## Begin Information supplied

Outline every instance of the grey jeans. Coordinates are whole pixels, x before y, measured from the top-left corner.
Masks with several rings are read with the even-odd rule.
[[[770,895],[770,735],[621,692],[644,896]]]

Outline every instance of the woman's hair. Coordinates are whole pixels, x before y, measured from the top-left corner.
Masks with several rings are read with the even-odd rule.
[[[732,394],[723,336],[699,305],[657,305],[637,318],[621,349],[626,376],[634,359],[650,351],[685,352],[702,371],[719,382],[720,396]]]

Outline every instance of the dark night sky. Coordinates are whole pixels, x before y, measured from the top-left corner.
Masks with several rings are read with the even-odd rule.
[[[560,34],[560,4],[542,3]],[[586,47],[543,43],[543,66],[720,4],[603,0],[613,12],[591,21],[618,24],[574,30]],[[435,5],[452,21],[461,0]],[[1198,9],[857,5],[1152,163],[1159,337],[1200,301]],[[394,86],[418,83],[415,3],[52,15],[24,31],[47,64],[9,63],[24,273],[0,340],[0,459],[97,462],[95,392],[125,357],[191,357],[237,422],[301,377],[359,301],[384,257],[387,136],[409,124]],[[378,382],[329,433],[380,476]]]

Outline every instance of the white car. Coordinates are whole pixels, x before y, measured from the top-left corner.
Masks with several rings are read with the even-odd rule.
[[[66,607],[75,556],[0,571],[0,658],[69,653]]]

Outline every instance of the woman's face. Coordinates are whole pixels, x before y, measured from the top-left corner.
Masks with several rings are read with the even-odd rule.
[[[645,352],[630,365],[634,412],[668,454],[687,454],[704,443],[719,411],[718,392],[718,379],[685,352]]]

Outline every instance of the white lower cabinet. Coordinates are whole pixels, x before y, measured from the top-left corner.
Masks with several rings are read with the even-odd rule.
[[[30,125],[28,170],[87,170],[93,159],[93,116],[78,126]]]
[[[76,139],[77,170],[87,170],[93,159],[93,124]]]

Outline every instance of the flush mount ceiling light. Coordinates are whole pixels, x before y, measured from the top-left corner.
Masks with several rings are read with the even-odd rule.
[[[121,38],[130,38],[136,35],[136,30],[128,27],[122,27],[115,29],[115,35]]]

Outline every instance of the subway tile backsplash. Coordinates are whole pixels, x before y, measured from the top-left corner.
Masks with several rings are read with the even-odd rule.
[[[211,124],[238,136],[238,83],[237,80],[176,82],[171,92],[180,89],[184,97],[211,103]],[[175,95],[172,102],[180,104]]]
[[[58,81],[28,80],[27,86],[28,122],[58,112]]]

## End Information supplied

■ **Task objective**
Please copy the lines above word for word, from the line containing "Outline every instance of the white car." through the line containing "[[[76,139],[77,170],[87,170],[93,159],[93,124]]]", both included.

■ **Response**
Outline every instance of the white car. Coordinates are whole pixels, x before y, measured from the top-left corner.
Masks with several rings are read with the even-odd rule.
[[[66,607],[75,556],[0,571],[0,658],[69,653]]]

Outline every instance of the woman's face. Coordinates are whole pixels, x before y, measured from the top-left corner.
Masks with several rings are read with the even-odd rule.
[[[645,352],[630,365],[634,412],[668,454],[687,454],[704,443],[719,411],[718,392],[718,379],[685,352]]]

Outline every instance of the white lower cabinet. Coordinates are whole pixels, x before y, measured from the top-left corner.
Masks with several rings are read with the even-odd rule.
[[[30,125],[28,170],[87,170],[93,159],[93,116],[78,126]]]
[[[76,139],[77,170],[87,170],[93,159],[93,124]]]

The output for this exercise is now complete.